横浜打撃投手の石田大也(いしだ・ともや)さん(本名・石田文樹=いしだ・ふみき)が15日、午前1時40分、直腸がんのため横浜市内の病院で亡くなった。41歳だった。取手二高(茨城)時代、春夏合わせて甲子園に3度出場。84年夏は決勝で桑田真澄(元パイレーツ)、清原和博(オリックス)の「KKコンビ」を擁するPL学園を破り、日本一に輝いた。プロ6年間では通算1勝に終わったが、94年に引退後は打撃投手に転向し、裏方としてチームを支えた。あまりにも早すぎる死に、チームは悲しみに包まれた。

 もう1度ユニホームを着て、投げたい。石田さんの望みはかなわなかった。この日、午前1時40分、入院していた横浜市内の病院で息を引き取った。

 2月の沖縄・宜野湾キャンプでは、いつもと変わらぬ元気な姿を見せていた。だが、3月のオープン戦期間中、体調がすぐれず検査を受け、直腸ガンが判明した。4月中旬にチームを離れ、直腸の摘出手術を受けたが、がんが転移していた。

 強い意志で病魔に立ち向かった。病床で、弱音を吐くことはなかったという。直腸を摘出後、週に1度の抗がん剤治療を続けながら、現場復帰の思いを捨てなかった。横浜の試合はテレビ観戦し、常にチームのことを気にかけていた。約1カ月前に見舞った親しい球団関係者には「2、3カ月リハビリして、今年の秋のキャンプには投げるよ」と話したという。

 80年代の甲子園ヒーローだった。木内幸男監督(現常総学院監督)率いる取手二ではエースとして活躍。83年春、84年春、夏と甲子園出場を果たした。全国の高校野球ファンに鮮烈な印象を残したのは、84年夏。決勝に進出し、桑田、清原(当時2年生)を擁するPL学園を延長10回の激闘の末に下して、茨城に初めて優勝旗を持ち帰った。抜群の制球力が武器だった。当時、全国の野球少年にとって、あこがれの存在だった。

───

§ 指示 1
次の(a)〜(c)が課題文の内容と合っているかを判定し、それぞれ「はい」か「いいえ」で答え、根拠となる課題文の語句をそのまま引用してください。
(a) 石田さんは取手二高時代、甲子園に計3度出場した。
(b) 84年夏の決勝は延長戦までもつれ込んだ。
(c) 直腸がんは2月の宜野湾キャンプ中に判明した。
§ 指示 2
課題文の最後の文に続く部分を書き上げてください。
このデータは課題文とは異なる出典から取られています。

§ 提供データ
───

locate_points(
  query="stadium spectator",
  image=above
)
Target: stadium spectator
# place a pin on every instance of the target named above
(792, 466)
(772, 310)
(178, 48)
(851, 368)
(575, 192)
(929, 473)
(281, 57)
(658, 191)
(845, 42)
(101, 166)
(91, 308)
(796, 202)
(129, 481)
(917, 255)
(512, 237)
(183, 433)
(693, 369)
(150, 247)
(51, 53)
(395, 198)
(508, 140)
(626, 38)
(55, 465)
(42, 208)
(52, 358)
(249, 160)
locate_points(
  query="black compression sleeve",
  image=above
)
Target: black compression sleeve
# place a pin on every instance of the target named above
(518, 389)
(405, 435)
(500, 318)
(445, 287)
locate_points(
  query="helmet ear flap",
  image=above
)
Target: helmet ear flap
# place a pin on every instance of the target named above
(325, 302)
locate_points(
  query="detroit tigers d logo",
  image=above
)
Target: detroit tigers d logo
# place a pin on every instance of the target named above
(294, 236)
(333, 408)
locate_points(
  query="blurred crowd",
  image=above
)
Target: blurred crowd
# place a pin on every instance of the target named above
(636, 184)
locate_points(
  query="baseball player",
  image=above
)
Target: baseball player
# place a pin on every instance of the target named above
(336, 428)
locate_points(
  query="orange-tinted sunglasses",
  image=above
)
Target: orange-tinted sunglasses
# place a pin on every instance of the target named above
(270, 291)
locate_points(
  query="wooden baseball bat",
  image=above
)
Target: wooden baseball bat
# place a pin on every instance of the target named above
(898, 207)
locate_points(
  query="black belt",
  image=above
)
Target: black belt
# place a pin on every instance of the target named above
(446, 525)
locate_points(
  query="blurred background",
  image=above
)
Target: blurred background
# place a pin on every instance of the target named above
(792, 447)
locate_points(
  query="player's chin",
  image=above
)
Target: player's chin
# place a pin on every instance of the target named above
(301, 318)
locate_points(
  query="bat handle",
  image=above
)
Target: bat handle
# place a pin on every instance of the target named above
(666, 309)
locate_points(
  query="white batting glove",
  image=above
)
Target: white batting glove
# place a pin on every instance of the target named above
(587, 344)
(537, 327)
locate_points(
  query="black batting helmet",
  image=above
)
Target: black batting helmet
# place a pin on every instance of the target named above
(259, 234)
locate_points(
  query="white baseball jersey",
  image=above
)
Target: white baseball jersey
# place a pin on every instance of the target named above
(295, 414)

───

§ 解答欄 1
(a) はい:「春夏合わせて甲子園に3度出場」
(b) はい:「延長10回の激闘の末に下して」
(c) いいえ:「3月のオープン戦期間中、体調がすぐれず検査を受け、直腸ガンが判明した」

§ 解答欄 2
 卒業後は早大に進学するも、1年の途中で退部し、大学も中退。社会人野球の日本石油(現新日石ENEOS)を経て、88年ドラフト5位で大洋に入団した。6年間の現役生活では通算25試合で1勝0敗だったが、94年に引退後は打撃投手に転向した。制球の良さは変わらず、主力相手に投げることが多かった。

 プロ意識の高さには、定評があった。伊林打撃投手は「肩が痛くても、そぶりを見せなかった。痛み止めを飲みながら投げていた。責任感の強い人だった」と話し、東ブルペン捕手は「ハートの強い人だった。『言ってくれれば、いくらでも投げるよ』と話していたのを思い出す」としみじみ振り返った。94年オフ、戦力外通告を受けた際、親しい球団関係者に他球団でプレーしたい意思を伝えたという。それでも、気持ちを切り替え、大洋・横浜一筋20年。チームを陰から支えてきた。

 この日の広島戦(横浜)は半旗掲揚で行われ、試合前には選手、観客による黙とうがささげられた。横浜の選手は喪章を付けてプレーした。同期入団の石井琢は、試合前、石田さんの背番号「88」を付けてアップした。「もう1回、ユニホームを着たいと言ってくれていたので」と言葉を詰まらせた。石田さんの無念は、誰もが痛いほど感じていた。